TO DO
Substitute "point" for "dot" in the lines of the material running from the line with "Can you see the water" through the end of the material. Reproduce only those lines, with everything else left unchanged.

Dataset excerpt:

# # # # #

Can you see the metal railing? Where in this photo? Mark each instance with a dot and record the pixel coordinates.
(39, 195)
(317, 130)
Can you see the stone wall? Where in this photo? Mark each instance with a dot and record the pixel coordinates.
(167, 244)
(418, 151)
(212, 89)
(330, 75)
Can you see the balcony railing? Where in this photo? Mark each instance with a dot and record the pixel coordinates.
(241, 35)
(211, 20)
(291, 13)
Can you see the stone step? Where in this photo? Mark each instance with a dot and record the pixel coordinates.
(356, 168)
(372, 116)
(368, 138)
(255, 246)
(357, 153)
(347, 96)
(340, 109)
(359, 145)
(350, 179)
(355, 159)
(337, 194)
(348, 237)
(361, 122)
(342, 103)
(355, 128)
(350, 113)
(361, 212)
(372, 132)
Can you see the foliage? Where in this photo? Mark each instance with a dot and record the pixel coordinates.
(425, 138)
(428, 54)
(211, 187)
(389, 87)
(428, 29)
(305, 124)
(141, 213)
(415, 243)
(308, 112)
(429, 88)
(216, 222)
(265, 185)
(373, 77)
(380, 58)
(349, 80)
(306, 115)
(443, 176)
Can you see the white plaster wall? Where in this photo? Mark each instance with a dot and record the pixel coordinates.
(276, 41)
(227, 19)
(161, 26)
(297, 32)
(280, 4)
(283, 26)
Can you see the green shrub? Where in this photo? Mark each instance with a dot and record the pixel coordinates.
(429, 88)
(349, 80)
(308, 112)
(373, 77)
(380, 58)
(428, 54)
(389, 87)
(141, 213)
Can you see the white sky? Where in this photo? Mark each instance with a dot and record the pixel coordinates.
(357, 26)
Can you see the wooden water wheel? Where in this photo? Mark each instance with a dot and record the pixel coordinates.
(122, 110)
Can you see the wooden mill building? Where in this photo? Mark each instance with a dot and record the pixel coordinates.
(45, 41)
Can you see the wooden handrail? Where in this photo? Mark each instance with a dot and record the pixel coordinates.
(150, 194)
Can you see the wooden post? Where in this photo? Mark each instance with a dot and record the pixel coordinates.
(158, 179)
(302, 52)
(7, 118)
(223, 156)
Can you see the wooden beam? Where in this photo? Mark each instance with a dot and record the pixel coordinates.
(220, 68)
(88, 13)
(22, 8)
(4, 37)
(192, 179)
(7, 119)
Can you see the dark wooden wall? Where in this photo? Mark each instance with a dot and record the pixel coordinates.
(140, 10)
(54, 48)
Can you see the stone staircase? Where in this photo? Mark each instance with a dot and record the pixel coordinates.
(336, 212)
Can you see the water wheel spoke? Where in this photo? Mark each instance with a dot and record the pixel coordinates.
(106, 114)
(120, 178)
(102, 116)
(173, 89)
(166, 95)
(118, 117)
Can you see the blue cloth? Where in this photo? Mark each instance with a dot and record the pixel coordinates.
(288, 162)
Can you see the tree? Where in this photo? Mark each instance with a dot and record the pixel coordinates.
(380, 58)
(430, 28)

# # # # #

FULL OUTPUT
Can you see the water wheel spoke? Where in this photo? Mark each instance with a point and record the pixel coordinates.
(106, 114)
(120, 178)
(102, 116)
(173, 89)
(166, 95)
(118, 117)
Can you see the blue cloth? Where in this photo? Mark each instance with a point and record the pixel coordinates.
(288, 162)
Can you see the tree? Where in this photo? Mark each instance with a point and record the pixel coordinates.
(380, 58)
(430, 28)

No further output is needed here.